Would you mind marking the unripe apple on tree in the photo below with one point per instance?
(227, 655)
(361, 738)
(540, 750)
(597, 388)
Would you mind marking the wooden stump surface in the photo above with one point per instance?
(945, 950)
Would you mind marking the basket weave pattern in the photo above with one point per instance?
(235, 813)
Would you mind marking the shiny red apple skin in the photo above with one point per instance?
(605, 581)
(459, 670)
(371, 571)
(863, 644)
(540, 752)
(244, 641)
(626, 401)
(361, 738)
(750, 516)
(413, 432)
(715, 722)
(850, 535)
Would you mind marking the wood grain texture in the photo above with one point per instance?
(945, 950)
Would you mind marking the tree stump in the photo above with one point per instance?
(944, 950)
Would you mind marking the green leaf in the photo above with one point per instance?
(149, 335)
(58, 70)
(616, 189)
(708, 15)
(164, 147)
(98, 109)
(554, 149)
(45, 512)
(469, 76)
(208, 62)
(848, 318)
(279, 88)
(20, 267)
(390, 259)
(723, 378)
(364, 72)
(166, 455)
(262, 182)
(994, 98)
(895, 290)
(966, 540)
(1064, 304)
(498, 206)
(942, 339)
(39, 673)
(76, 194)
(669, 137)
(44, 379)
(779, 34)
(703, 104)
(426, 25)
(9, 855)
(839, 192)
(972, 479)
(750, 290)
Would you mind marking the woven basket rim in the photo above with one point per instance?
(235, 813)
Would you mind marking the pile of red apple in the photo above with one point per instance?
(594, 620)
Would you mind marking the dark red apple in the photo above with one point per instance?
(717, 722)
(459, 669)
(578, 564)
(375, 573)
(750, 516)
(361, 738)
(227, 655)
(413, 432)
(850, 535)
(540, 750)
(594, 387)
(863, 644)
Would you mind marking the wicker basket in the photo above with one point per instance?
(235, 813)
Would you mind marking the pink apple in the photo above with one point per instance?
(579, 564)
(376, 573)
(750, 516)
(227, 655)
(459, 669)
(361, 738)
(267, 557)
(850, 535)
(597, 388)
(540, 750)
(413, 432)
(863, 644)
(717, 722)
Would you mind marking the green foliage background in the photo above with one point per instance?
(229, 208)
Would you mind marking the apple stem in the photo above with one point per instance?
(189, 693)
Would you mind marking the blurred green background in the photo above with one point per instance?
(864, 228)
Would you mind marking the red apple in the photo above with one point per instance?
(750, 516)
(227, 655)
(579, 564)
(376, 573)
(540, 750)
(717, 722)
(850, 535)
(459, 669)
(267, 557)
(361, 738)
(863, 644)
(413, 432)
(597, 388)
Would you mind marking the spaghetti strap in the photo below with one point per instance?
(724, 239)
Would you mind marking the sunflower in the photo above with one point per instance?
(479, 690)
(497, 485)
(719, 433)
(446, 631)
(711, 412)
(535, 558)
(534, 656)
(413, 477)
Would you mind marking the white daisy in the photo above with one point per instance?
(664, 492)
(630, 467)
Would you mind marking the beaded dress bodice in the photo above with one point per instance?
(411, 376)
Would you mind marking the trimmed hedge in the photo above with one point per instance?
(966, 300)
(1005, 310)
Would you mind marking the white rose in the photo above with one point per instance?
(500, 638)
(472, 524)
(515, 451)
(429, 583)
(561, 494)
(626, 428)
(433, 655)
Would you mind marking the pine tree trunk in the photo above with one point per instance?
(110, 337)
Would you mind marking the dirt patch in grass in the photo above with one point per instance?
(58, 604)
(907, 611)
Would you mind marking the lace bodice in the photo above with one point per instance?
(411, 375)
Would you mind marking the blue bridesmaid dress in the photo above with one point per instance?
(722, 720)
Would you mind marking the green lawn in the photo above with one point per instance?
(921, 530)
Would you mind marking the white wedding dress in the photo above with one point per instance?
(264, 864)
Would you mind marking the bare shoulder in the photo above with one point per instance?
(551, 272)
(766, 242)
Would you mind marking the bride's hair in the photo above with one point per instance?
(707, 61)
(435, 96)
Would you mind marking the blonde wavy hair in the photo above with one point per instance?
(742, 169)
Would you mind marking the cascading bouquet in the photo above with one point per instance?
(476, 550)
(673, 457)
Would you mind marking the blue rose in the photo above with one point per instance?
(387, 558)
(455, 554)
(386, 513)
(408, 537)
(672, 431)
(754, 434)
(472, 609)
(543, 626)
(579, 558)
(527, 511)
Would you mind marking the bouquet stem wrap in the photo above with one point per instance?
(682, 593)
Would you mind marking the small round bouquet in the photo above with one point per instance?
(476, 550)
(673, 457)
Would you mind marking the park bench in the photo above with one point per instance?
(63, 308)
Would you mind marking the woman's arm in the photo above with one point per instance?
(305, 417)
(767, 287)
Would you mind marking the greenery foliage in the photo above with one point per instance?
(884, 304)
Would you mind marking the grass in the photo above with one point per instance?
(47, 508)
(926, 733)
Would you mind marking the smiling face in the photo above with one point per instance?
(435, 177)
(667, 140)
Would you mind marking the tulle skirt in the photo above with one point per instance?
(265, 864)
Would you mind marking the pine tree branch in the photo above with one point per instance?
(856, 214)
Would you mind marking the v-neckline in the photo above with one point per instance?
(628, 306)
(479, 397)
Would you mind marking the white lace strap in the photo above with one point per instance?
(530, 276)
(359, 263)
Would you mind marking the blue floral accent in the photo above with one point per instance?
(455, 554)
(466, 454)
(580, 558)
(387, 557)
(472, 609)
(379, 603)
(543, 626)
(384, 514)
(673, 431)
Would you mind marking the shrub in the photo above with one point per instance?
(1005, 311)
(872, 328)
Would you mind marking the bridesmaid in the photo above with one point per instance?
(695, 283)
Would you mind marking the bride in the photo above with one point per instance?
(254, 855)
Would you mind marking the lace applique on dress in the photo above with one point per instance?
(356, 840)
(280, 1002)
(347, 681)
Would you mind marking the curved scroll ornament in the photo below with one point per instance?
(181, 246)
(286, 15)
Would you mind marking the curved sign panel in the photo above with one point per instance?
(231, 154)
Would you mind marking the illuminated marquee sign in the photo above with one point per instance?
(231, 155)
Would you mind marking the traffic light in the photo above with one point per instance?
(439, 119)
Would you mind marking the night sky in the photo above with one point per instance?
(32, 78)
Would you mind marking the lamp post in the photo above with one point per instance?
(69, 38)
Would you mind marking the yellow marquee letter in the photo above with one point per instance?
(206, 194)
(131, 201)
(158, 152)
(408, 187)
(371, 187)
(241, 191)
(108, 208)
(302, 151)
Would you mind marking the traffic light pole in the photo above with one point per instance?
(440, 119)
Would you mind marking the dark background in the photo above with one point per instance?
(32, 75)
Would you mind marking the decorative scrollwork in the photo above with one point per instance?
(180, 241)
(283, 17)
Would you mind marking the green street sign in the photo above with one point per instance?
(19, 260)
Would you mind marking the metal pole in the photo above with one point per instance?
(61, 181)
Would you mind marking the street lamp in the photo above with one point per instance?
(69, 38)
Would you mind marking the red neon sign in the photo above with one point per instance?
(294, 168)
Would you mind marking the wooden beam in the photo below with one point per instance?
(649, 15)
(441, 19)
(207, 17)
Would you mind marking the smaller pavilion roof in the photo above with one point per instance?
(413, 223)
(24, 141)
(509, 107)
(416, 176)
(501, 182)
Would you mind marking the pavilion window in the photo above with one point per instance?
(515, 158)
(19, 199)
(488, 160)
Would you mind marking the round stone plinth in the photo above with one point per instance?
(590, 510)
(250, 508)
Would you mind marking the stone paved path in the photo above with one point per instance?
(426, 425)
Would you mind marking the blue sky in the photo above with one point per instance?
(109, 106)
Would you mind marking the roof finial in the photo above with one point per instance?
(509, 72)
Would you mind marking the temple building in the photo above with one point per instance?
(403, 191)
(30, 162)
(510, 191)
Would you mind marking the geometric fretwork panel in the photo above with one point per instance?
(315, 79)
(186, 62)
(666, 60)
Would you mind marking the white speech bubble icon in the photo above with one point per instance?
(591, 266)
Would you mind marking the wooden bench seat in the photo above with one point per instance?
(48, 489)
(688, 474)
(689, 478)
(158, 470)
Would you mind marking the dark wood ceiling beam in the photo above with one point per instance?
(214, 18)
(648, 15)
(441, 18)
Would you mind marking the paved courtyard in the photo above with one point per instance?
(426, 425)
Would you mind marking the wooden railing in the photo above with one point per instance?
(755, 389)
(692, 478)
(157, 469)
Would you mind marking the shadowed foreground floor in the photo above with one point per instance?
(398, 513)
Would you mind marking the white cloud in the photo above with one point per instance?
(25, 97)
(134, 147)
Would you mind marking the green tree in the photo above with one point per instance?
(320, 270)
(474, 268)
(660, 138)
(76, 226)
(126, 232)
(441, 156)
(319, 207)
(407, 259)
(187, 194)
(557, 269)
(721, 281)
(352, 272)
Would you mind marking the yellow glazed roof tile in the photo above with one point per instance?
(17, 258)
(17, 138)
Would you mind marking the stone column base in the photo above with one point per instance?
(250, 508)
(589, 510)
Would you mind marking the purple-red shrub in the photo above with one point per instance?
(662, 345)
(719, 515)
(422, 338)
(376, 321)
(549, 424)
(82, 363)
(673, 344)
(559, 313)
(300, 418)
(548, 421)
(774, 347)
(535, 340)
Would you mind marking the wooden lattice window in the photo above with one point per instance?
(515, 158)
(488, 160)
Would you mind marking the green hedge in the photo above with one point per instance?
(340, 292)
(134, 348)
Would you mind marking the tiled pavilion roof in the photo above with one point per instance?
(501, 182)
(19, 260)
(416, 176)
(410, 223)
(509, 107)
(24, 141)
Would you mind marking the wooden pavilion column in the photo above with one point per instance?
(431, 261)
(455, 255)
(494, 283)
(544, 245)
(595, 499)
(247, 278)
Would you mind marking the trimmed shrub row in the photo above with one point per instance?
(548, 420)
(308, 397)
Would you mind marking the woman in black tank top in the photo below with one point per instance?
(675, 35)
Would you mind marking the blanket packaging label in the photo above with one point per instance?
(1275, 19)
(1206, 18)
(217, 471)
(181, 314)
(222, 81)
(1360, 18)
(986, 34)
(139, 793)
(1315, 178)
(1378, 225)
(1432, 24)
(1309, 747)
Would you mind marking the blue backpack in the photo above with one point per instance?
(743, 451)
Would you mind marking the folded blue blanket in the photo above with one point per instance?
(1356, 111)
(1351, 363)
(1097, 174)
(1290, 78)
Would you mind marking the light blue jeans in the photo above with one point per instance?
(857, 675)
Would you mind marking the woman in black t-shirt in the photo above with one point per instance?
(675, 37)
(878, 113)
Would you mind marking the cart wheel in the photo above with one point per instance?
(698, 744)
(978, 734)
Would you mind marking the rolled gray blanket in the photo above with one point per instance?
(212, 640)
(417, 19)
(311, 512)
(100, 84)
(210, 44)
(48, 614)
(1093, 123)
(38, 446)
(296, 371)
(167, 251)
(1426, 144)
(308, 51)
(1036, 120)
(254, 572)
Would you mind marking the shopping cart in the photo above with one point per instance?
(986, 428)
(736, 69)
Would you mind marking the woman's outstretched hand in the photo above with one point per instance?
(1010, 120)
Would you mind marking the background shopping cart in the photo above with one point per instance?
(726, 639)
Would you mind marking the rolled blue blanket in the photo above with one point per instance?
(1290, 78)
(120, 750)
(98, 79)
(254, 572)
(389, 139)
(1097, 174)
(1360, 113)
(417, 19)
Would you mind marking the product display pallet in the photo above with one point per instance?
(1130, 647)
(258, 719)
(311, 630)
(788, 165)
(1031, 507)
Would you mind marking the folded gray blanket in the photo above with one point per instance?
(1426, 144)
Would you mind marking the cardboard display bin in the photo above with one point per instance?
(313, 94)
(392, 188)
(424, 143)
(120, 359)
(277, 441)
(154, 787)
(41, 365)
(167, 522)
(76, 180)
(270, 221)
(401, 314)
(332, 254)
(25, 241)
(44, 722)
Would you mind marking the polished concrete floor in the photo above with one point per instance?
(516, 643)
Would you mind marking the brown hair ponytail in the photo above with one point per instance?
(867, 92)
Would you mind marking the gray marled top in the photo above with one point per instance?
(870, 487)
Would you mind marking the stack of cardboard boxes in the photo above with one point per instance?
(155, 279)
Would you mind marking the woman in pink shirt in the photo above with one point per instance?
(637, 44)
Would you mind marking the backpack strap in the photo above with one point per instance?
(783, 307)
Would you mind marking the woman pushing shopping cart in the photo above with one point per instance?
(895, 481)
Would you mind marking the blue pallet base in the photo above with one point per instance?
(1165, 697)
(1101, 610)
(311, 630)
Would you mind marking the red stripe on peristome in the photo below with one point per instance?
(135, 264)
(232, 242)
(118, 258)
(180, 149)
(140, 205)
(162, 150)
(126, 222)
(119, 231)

----------

• **Goal of the exercise**: Please return, exactly as written, the line containing "Would you mind marking the background" and every line after it through the end of the records above, and nothing else.

• **Response box**:
Would you mind marking the background shopping cart in the photo above with one point per instance?
(726, 639)
Would you mind marking the rolled blue blanket in the photo above with one point per instance?
(1290, 78)
(120, 750)
(98, 79)
(254, 572)
(389, 139)
(1097, 174)
(1360, 113)
(417, 19)
Would you mind marking the product display pallet in the photo above with one point per instance?
(1130, 647)
(258, 719)
(311, 630)
(788, 165)
(1031, 507)
Would you mind marking the folded gray blanket in the photo above with one point per instance?
(1426, 144)
Would you mind marking the cardboard display bin in the photo above with one point per instance?
(313, 94)
(392, 188)
(424, 143)
(120, 359)
(277, 441)
(154, 787)
(41, 365)
(167, 522)
(76, 180)
(270, 221)
(401, 314)
(332, 254)
(25, 241)
(44, 722)
Would you mind marking the polished concrete floor in the photo above with one point per instance?
(516, 643)
Would you mind marking the brown hair ponytail in the photo above with one point per instance?
(867, 92)
Would you mind marking the gray marled top in the photo above with one point per instance?
(870, 487)
Would you mind marking the stack of cardboard boxes in the photo above with one point per instance?
(155, 279)
Would you mind marking the woman in pink shirt in the photo above with one point per instance?
(637, 44)
Would you mind marking the backpack strap in the photo above with one point per instance?
(783, 307)
Would you mind marking the woman pushing shopping cart in the photo above with one point per instance?
(895, 481)
Would you mind marking the blue pallet base in the photo above with one point per instance?
(1165, 697)
(1101, 610)
(311, 630)
Would you mind marking the red stripe on peristome in the photo below with one point per instance?
(135, 264)
(232, 242)
(118, 258)
(180, 149)
(140, 205)
(162, 150)
(126, 222)
(119, 231)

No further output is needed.